#### [Task]
Count the lines in the records below that contain the string "open". Give only the number.

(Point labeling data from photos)
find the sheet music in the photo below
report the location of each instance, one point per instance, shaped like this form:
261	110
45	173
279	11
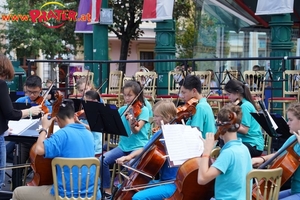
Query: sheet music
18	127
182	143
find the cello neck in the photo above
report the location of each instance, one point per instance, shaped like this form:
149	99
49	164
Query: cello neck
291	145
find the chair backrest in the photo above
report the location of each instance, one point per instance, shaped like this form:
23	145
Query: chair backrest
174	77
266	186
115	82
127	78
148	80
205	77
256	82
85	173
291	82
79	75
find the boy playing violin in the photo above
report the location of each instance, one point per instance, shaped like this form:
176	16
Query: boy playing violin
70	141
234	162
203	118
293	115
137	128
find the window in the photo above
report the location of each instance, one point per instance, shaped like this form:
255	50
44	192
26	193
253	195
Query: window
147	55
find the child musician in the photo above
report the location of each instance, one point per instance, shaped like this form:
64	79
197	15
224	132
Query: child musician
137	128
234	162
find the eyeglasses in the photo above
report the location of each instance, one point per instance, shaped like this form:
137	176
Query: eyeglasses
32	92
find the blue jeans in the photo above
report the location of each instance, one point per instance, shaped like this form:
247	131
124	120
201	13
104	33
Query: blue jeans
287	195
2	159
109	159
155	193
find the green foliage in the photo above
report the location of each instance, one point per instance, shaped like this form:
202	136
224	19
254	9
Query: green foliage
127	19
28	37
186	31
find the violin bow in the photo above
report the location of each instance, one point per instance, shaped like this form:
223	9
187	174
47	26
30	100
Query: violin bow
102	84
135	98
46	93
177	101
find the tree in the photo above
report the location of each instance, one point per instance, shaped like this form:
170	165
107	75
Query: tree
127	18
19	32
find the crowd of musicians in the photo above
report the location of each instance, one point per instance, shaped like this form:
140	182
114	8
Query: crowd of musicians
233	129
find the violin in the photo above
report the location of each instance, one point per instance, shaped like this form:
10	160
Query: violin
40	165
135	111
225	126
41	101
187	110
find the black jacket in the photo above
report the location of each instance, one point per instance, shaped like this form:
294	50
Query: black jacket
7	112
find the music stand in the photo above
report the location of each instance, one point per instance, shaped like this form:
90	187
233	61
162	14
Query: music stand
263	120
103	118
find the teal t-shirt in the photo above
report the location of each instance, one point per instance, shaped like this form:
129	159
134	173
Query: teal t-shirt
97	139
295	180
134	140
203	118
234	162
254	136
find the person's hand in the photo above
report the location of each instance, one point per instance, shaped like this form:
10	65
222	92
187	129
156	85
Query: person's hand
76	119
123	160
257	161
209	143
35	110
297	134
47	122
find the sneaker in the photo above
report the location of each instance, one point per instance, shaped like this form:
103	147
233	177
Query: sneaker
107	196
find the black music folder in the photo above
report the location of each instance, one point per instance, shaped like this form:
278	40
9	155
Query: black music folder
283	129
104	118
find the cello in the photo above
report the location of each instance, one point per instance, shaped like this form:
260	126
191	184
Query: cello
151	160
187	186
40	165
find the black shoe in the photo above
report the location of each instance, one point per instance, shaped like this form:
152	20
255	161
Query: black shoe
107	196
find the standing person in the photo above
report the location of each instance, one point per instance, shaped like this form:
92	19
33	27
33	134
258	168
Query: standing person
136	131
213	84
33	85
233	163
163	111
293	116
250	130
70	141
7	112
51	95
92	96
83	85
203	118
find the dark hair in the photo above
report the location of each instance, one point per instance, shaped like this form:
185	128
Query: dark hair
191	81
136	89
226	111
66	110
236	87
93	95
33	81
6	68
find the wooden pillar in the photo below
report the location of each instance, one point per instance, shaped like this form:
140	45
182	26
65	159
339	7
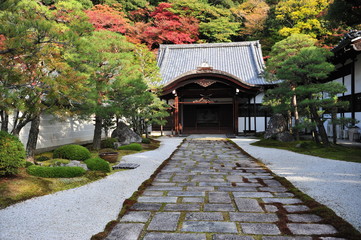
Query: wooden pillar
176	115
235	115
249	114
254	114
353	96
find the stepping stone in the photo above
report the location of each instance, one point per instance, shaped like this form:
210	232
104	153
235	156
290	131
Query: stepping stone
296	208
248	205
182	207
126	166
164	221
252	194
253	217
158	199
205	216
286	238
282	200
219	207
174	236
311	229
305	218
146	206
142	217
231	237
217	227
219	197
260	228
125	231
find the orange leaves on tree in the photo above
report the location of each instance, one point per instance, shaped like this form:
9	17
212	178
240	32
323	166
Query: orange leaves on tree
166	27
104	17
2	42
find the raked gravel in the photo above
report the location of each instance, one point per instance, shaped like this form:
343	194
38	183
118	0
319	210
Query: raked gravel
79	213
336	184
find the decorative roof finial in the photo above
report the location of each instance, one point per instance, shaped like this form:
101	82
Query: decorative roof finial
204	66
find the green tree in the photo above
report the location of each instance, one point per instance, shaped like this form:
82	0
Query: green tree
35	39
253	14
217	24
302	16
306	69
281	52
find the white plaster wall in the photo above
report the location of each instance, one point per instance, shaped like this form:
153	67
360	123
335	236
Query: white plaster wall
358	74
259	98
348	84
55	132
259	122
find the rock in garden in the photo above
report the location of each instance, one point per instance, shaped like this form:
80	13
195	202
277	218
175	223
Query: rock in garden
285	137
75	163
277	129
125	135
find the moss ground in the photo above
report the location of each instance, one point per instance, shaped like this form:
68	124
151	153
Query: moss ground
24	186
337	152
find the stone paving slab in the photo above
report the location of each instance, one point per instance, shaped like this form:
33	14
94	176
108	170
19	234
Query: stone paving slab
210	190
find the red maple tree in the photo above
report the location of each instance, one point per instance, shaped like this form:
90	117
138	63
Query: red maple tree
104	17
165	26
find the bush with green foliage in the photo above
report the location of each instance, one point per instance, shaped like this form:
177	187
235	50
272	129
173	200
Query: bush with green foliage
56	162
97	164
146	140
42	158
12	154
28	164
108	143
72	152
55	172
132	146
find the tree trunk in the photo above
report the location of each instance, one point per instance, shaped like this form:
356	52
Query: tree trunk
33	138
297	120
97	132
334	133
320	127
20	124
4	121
--
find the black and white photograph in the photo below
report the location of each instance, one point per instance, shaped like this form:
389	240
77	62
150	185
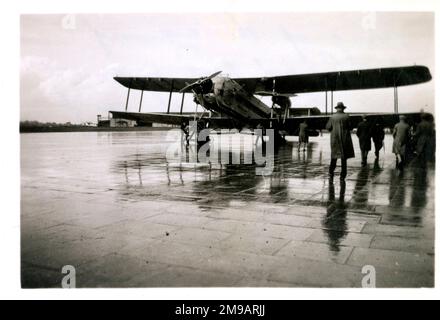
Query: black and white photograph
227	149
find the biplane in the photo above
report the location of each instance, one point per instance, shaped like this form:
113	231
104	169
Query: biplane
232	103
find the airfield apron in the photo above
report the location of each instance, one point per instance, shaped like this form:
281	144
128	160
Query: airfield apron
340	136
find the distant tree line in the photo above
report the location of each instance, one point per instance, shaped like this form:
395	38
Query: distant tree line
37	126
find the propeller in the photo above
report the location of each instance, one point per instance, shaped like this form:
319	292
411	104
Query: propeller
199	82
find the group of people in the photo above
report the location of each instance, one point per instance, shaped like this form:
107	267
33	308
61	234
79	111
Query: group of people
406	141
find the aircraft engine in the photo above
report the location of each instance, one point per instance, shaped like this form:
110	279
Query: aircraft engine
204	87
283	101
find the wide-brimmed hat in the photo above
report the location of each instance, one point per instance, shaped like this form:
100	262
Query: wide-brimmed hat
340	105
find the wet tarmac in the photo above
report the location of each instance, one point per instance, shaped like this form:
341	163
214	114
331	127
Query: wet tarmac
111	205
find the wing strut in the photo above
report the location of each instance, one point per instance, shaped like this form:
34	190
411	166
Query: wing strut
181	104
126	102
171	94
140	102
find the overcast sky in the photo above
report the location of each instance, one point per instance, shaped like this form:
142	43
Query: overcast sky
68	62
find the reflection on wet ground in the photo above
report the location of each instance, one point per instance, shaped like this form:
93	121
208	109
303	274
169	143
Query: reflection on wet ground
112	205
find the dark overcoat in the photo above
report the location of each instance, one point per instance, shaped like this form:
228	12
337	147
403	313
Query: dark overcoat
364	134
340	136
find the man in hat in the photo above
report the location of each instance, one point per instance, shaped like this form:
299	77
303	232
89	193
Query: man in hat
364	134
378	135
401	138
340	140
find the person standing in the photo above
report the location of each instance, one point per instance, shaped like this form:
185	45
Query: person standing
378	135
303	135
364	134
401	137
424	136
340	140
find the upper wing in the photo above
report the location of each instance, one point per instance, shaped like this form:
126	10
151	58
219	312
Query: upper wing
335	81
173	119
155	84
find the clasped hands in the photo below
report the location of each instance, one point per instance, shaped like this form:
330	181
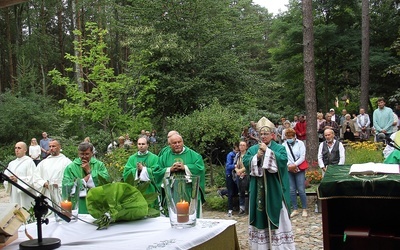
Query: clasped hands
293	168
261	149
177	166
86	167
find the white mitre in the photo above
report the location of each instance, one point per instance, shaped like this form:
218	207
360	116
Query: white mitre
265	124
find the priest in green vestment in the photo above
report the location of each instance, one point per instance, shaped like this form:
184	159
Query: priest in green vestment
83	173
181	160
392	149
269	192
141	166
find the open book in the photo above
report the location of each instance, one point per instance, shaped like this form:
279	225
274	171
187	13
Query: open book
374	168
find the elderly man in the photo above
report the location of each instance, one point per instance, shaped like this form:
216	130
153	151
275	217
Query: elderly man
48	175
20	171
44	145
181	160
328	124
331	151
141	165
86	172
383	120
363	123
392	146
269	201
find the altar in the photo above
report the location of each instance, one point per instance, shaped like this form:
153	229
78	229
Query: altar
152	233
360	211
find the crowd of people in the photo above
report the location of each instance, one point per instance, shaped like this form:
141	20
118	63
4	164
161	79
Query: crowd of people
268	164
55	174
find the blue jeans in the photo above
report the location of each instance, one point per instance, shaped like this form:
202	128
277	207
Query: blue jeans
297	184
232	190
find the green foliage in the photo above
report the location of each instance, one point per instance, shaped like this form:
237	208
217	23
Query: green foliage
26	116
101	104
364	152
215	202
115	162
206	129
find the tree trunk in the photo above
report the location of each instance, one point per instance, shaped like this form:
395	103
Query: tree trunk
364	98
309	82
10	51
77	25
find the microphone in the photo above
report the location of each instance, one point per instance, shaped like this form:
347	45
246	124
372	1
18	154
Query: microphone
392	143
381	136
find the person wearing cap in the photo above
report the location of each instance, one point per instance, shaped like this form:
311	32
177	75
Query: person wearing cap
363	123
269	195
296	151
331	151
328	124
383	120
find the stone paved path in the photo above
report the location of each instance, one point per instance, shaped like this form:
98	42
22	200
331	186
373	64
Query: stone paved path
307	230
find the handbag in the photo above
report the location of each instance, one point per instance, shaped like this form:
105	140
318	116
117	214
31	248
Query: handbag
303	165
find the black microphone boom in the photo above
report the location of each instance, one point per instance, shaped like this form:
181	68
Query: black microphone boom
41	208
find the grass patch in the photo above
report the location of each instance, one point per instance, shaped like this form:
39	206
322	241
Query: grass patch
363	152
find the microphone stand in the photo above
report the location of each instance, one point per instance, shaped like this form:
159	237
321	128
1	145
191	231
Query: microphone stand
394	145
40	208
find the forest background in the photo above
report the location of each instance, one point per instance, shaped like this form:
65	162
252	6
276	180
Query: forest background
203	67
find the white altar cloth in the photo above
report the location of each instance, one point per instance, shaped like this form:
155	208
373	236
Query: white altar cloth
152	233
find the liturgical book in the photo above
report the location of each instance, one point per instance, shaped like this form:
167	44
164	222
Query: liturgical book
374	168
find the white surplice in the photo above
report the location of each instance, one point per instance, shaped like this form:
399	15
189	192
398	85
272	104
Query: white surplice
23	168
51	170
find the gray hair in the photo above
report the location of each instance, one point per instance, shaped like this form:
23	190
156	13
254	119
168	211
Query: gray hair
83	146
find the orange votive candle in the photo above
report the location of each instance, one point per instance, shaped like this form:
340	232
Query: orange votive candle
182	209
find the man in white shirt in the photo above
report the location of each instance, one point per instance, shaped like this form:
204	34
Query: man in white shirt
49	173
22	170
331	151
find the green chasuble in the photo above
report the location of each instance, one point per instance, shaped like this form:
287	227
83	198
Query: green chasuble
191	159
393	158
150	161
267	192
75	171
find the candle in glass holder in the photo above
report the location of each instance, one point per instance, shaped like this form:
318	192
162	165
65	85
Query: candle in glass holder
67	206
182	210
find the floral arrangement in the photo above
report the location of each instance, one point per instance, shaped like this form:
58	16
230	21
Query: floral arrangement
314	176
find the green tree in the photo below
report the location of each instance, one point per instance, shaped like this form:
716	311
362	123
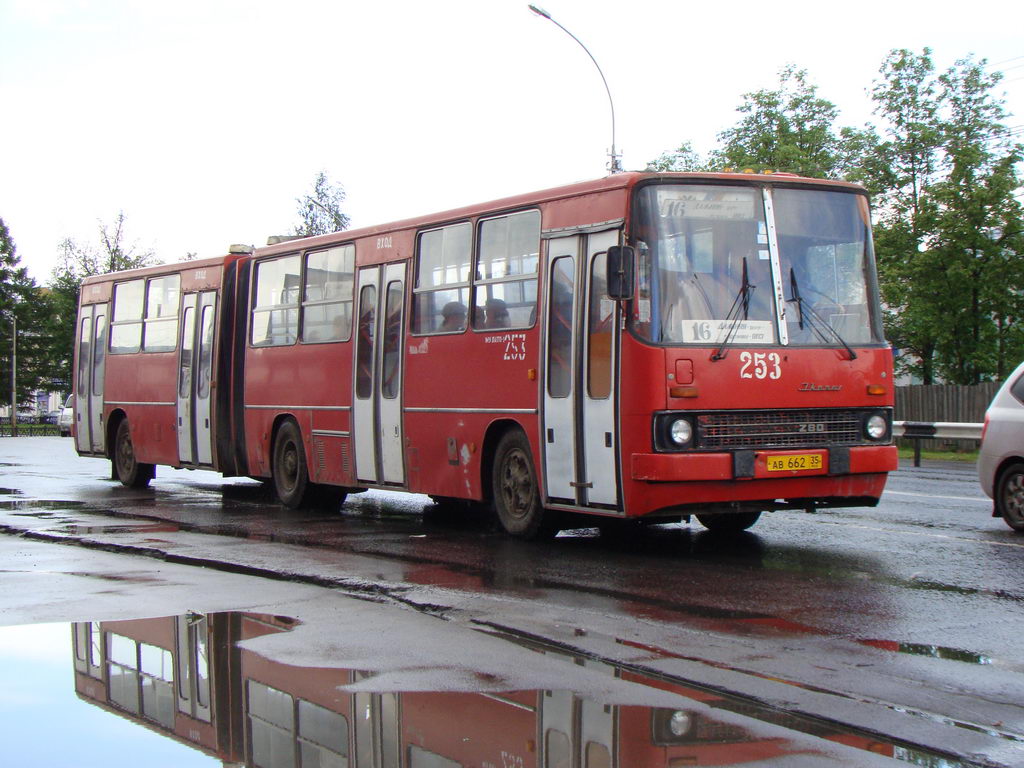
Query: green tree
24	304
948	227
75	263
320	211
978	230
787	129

#### [Response for this exercise]
2